Exercise aim: Scale the data below, starting with the line containing "the red brick" and going on through the line containing "x=133, y=221", by rewriting only those lines, requests included. Multiply each coordinate in the answers by 1.7 and round it to a whole number, with halves rounded up.
○ ○ ○ ○ ○ ○ ○
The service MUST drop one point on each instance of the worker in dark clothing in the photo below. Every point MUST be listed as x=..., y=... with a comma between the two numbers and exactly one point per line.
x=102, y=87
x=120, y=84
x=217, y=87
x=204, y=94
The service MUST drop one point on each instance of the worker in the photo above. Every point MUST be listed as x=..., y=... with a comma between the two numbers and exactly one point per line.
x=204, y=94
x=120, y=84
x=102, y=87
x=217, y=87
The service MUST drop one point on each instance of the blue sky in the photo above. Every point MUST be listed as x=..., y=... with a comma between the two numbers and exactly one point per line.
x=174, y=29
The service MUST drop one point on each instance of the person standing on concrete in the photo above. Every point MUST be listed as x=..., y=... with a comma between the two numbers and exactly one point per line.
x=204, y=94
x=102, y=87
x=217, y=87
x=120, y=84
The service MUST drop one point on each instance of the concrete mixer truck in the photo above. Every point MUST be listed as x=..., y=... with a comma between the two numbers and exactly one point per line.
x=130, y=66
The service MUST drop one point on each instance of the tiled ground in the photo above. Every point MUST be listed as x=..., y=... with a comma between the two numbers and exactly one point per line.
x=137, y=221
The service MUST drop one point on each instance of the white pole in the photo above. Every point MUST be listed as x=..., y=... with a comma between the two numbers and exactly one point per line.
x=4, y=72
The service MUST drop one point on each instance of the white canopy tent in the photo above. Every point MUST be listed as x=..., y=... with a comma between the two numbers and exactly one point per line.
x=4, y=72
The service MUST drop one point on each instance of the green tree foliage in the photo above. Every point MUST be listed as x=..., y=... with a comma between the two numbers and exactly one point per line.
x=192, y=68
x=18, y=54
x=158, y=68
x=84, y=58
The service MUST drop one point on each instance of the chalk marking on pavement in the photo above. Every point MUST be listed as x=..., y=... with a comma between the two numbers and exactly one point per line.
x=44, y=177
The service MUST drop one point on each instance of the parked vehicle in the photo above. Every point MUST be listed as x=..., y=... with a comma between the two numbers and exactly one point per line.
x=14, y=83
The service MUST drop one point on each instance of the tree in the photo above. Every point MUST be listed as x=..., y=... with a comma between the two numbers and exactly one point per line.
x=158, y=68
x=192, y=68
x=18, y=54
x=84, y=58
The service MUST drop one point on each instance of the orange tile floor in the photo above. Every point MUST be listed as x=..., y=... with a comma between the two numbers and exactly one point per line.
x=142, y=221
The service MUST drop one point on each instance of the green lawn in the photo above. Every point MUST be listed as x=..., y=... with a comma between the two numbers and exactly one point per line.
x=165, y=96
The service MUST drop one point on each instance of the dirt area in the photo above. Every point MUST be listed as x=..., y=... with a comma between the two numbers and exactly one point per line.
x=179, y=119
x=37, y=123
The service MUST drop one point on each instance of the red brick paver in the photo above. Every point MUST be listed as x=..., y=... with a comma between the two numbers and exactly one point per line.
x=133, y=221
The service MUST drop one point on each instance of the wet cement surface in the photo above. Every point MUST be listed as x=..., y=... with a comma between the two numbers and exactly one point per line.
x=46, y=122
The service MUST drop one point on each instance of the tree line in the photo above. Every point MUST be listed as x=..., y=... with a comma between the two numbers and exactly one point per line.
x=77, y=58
○ ○ ○ ○ ○ ○ ○
Task solution:
The service MUST drop one point on each instance of the red brick paver in the photo above. Every point MUST be listed as x=..., y=... with a comma between the two numbers and exactly one point per line.
x=226, y=376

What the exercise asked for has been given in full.